## Task instructions
Print, exactly and completely, every entry in the data.

Location identification items
○ ○ ○ ○
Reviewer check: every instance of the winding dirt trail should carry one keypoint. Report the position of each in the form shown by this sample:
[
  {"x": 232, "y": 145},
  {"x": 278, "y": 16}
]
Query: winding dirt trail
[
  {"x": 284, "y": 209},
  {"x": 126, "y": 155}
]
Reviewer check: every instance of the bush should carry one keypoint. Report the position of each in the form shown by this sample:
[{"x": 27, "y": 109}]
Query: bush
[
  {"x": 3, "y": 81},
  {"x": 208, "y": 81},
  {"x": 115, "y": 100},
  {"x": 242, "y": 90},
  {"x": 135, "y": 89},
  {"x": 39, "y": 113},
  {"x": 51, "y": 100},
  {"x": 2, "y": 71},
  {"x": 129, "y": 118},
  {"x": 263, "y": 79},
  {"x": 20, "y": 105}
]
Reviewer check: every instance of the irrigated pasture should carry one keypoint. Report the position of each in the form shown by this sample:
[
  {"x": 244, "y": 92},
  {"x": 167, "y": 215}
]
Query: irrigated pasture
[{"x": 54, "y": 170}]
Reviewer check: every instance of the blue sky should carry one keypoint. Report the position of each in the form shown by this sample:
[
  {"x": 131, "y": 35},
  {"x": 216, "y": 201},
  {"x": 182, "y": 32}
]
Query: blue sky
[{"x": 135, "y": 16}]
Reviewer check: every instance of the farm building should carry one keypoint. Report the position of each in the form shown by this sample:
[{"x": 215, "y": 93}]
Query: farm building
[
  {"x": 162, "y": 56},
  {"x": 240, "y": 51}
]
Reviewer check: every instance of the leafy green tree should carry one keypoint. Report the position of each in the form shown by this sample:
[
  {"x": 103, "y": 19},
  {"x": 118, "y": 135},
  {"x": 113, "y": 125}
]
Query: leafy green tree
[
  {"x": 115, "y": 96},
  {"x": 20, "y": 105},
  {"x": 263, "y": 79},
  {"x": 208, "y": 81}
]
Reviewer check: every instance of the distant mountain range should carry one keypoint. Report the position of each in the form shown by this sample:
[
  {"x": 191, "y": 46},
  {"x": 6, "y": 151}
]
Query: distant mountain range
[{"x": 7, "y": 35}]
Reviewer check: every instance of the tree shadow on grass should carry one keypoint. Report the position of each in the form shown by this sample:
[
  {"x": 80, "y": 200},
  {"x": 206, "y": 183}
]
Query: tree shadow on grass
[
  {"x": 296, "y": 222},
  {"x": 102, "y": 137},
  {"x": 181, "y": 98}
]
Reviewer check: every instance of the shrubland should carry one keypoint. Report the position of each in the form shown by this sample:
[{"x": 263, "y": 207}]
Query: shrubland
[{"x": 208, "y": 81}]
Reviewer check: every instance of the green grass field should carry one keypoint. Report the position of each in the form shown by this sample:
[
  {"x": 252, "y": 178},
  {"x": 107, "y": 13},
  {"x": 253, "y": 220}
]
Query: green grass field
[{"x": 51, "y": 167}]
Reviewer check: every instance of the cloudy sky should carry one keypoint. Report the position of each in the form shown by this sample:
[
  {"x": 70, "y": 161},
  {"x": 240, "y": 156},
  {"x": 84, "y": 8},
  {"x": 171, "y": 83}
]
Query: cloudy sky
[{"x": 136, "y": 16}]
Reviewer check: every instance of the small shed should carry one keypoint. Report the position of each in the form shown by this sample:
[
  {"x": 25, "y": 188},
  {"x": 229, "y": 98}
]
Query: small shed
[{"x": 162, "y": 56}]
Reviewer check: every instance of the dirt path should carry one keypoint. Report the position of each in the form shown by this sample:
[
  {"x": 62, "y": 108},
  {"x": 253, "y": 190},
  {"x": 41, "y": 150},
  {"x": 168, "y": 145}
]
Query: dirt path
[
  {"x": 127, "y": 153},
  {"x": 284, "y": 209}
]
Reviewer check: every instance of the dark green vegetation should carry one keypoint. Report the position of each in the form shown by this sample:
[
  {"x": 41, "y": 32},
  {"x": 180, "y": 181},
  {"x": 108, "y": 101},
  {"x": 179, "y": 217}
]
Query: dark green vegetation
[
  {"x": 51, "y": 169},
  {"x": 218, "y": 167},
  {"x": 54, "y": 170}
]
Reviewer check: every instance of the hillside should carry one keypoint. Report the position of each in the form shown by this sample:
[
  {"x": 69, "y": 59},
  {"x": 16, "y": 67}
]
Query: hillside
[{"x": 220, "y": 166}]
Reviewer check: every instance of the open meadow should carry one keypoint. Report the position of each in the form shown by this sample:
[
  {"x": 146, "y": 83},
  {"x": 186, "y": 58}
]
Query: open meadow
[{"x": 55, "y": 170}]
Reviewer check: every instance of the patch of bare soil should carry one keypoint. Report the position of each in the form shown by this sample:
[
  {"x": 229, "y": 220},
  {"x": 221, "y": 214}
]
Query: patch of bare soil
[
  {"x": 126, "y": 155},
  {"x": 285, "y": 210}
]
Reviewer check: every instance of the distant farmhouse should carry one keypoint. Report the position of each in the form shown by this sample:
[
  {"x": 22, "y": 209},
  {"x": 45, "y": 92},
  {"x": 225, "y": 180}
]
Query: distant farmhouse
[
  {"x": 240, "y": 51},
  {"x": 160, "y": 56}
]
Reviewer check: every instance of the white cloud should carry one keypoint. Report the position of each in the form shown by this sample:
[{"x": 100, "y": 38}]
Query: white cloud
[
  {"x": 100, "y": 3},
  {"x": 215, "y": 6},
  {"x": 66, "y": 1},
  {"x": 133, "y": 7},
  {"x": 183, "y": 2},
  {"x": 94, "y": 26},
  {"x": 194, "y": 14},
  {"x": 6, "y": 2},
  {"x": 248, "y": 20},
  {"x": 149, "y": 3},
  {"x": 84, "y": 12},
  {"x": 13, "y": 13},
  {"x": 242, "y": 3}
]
○ ○ ○ ○
## Written answer
Reviewer check: every instance of the winding dirt trail should carry one keypoint. Report the position of each in the form shown by this sample:
[
  {"x": 232, "y": 145},
  {"x": 278, "y": 16}
]
Query: winding dirt trail
[
  {"x": 284, "y": 209},
  {"x": 126, "y": 155}
]
Reviewer check: every instance of the bush should carry one keypoint. Report the position of each in the form shown by this sample:
[{"x": 27, "y": 109}]
Query: bush
[
  {"x": 3, "y": 81},
  {"x": 208, "y": 81},
  {"x": 115, "y": 100},
  {"x": 242, "y": 90},
  {"x": 135, "y": 89},
  {"x": 39, "y": 113},
  {"x": 51, "y": 100},
  {"x": 2, "y": 71},
  {"x": 129, "y": 118},
  {"x": 263, "y": 79},
  {"x": 20, "y": 105}
]
Reviewer check: every instance of the irrigated pasture should carry one keypoint. Report the position of each in the form shown by this sample:
[
  {"x": 244, "y": 92},
  {"x": 167, "y": 215}
]
Query: irrigated pasture
[{"x": 54, "y": 170}]
Reviewer check: every instance of the blue sky should carry one keypoint. Report the position of each in the form shown by this sample:
[
  {"x": 131, "y": 35},
  {"x": 216, "y": 201},
  {"x": 182, "y": 32}
]
Query: blue sky
[{"x": 135, "y": 16}]
Reviewer check: every instance of the farm building should carry one keypoint. Report the position of each in the form shown by this sample:
[{"x": 215, "y": 93}]
Query: farm building
[
  {"x": 162, "y": 56},
  {"x": 240, "y": 51}
]
Reviewer check: every instance of the leafy green tree should carry one keypoint. Report the position of each in the form shown by this sample:
[
  {"x": 103, "y": 19},
  {"x": 118, "y": 135},
  {"x": 113, "y": 125}
]
Query: leafy green tree
[
  {"x": 115, "y": 96},
  {"x": 20, "y": 105},
  {"x": 263, "y": 79},
  {"x": 208, "y": 81}
]
Reviewer check: every instance of the distant mountain range should carry one keypoint. Report the position of each in the form shown by this sample:
[
  {"x": 191, "y": 46},
  {"x": 6, "y": 151}
]
Query: distant mountain range
[{"x": 7, "y": 35}]
Reviewer check: every instance of the tree shadow on grass should carry one keypoint. Report the position of each in the form shown by this sample:
[
  {"x": 80, "y": 200},
  {"x": 206, "y": 183}
]
Query: tree shadow on grass
[
  {"x": 296, "y": 222},
  {"x": 102, "y": 137},
  {"x": 181, "y": 98}
]
Reviewer check: every instance of the shrubland should carry one keypoint. Report the position of each in the form shown by this sample:
[{"x": 263, "y": 207}]
Query: shrubland
[{"x": 208, "y": 81}]
Reviewer check: every instance of the green grass field should carry one keypoint. Report the position of each in the form shown by this sample:
[
  {"x": 252, "y": 178},
  {"x": 107, "y": 13},
  {"x": 253, "y": 220}
]
Query: green grass field
[{"x": 51, "y": 167}]
Reviewer check: every instance of the cloudy sky should carry one keypoint. Report the position of each in the form shown by this sample:
[
  {"x": 70, "y": 161},
  {"x": 240, "y": 156},
  {"x": 84, "y": 8},
  {"x": 171, "y": 83}
]
Query: cloudy sky
[{"x": 136, "y": 16}]
Reviewer check: every instance of the small shed should carry one keypoint. Report the position of each in the form shown by this sample:
[
  {"x": 25, "y": 188},
  {"x": 229, "y": 98}
]
Query: small shed
[{"x": 162, "y": 56}]
Reviewer check: every instance of the dirt path should carry one keypoint. Report the position of each in the form shown by this sample:
[
  {"x": 62, "y": 108},
  {"x": 253, "y": 190},
  {"x": 41, "y": 150},
  {"x": 168, "y": 145}
]
Query: dirt path
[
  {"x": 127, "y": 153},
  {"x": 284, "y": 209}
]
Reviewer check: every instance of the dark green vegetation should carry one keypoint. Report the position of each in the form shown by this sample:
[
  {"x": 41, "y": 32},
  {"x": 180, "y": 181},
  {"x": 108, "y": 101},
  {"x": 179, "y": 217}
]
Query: dark green vegetation
[
  {"x": 51, "y": 169},
  {"x": 218, "y": 167},
  {"x": 54, "y": 170}
]
Reviewer check: every instance of the hillside should carry one keypoint. Report the position of each in the form shown by this sample:
[
  {"x": 69, "y": 59},
  {"x": 16, "y": 67}
]
Query: hillside
[{"x": 220, "y": 166}]
Reviewer check: every instance of the open meadow should carry one keypoint. Report the position of each in the form shown by this sample:
[
  {"x": 146, "y": 83},
  {"x": 186, "y": 58}
]
Query: open meadow
[{"x": 55, "y": 170}]
Reviewer check: every instance of the patch of bare soil should carry one keypoint. Report the position of each in the form shown by this sample:
[
  {"x": 229, "y": 220},
  {"x": 221, "y": 214}
]
Query: patch of bare soil
[
  {"x": 126, "y": 155},
  {"x": 285, "y": 210}
]
Reviewer check: every instance of the distant farmhouse should carry one keypoint. Report the position of each in the form shown by this sample:
[
  {"x": 22, "y": 209},
  {"x": 45, "y": 92},
  {"x": 225, "y": 180}
]
Query: distant farmhouse
[
  {"x": 240, "y": 51},
  {"x": 160, "y": 56}
]
Reviewer check: every instance of the white cloud should carry one keypoint. Report the position of each in the form shown by this sample:
[{"x": 100, "y": 38}]
Query: white cloud
[
  {"x": 100, "y": 3},
  {"x": 215, "y": 6},
  {"x": 66, "y": 1},
  {"x": 133, "y": 7},
  {"x": 183, "y": 2},
  {"x": 94, "y": 26},
  {"x": 194, "y": 14},
  {"x": 6, "y": 2},
  {"x": 248, "y": 20},
  {"x": 149, "y": 3},
  {"x": 84, "y": 12},
  {"x": 13, "y": 13},
  {"x": 242, "y": 3}
]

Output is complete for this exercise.